Below are lines of data; count those that contain "such" and give the total alone.

___ Data excerpts ___

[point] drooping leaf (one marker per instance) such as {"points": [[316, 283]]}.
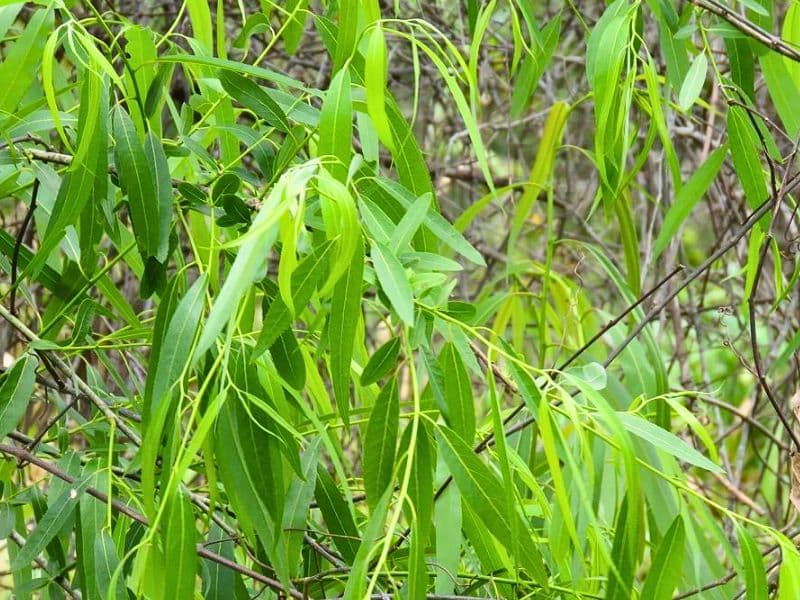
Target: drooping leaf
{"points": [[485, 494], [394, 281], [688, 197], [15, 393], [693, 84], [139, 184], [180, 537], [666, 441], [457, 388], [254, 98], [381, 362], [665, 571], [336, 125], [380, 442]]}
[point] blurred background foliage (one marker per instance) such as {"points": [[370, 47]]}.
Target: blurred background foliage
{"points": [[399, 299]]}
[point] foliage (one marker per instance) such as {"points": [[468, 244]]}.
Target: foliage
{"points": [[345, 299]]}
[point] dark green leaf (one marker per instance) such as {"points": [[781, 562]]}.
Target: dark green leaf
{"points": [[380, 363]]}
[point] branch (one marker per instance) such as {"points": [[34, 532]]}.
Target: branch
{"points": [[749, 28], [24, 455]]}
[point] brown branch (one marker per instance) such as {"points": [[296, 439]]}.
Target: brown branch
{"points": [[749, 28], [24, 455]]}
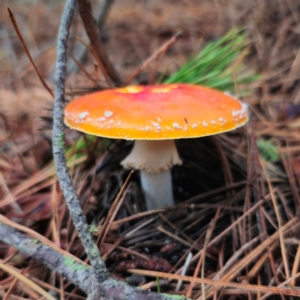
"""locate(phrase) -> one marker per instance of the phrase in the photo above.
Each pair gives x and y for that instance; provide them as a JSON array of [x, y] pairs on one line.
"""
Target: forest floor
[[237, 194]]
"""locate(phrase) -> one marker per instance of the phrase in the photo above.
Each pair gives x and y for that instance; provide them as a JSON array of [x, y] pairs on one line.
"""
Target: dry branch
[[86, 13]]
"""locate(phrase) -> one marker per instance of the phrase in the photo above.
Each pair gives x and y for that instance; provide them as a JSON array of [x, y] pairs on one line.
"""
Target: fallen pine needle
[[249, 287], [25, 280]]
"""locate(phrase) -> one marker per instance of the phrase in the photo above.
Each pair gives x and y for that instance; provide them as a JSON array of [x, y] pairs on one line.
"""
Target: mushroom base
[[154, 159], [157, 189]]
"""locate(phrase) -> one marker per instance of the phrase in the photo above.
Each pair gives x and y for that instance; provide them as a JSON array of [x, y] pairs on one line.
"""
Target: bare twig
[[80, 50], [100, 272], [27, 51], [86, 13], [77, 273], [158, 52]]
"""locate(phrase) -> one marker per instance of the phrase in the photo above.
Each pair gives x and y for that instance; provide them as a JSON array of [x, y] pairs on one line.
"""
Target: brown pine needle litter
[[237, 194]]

___
___ Data excerpts ___

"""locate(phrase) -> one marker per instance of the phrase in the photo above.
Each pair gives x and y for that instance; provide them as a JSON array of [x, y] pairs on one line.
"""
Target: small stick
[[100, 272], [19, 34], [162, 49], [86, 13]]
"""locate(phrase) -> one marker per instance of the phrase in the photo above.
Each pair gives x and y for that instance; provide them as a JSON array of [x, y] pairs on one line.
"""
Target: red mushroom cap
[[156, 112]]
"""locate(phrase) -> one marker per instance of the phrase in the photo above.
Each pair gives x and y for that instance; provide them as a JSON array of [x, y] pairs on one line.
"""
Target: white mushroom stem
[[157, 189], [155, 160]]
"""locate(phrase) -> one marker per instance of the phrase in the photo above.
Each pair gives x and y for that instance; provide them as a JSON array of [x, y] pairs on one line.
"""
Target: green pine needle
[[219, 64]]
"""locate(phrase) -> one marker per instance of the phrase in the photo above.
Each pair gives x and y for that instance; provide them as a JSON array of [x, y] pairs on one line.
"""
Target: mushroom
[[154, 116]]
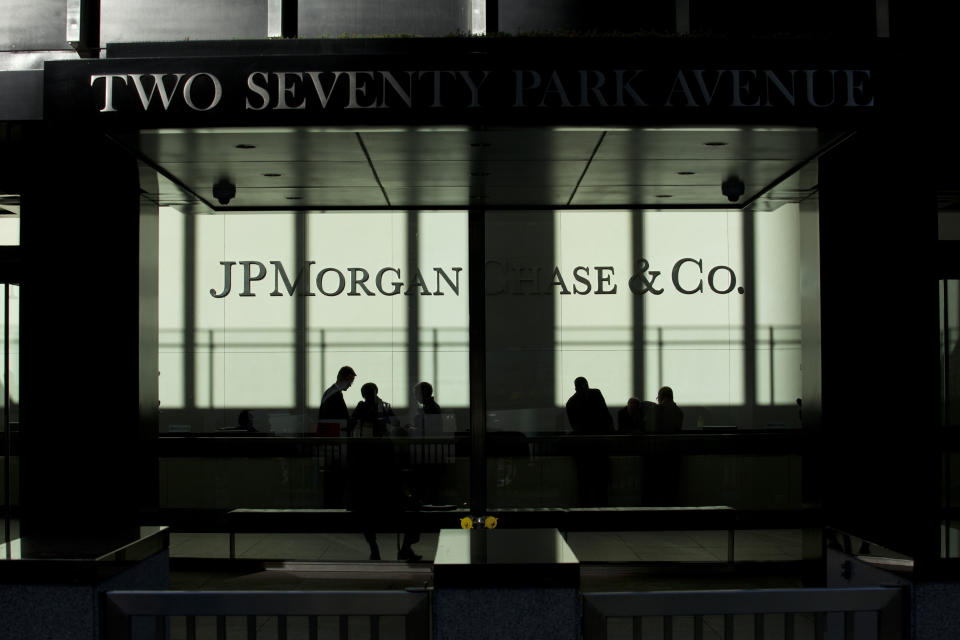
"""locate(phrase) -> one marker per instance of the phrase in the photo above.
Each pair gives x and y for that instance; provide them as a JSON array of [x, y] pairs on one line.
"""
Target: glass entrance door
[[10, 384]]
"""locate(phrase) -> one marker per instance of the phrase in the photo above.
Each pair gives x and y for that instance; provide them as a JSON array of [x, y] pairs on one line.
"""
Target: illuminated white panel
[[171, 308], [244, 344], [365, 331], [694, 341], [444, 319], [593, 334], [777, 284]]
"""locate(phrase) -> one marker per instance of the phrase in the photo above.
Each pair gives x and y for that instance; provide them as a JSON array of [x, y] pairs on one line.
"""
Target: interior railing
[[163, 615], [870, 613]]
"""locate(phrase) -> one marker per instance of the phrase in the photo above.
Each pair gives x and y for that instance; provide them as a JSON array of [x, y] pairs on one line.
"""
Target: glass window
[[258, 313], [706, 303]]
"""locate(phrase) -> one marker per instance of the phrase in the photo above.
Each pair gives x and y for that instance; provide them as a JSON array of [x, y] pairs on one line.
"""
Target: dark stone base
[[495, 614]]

___

▶ _Response_
6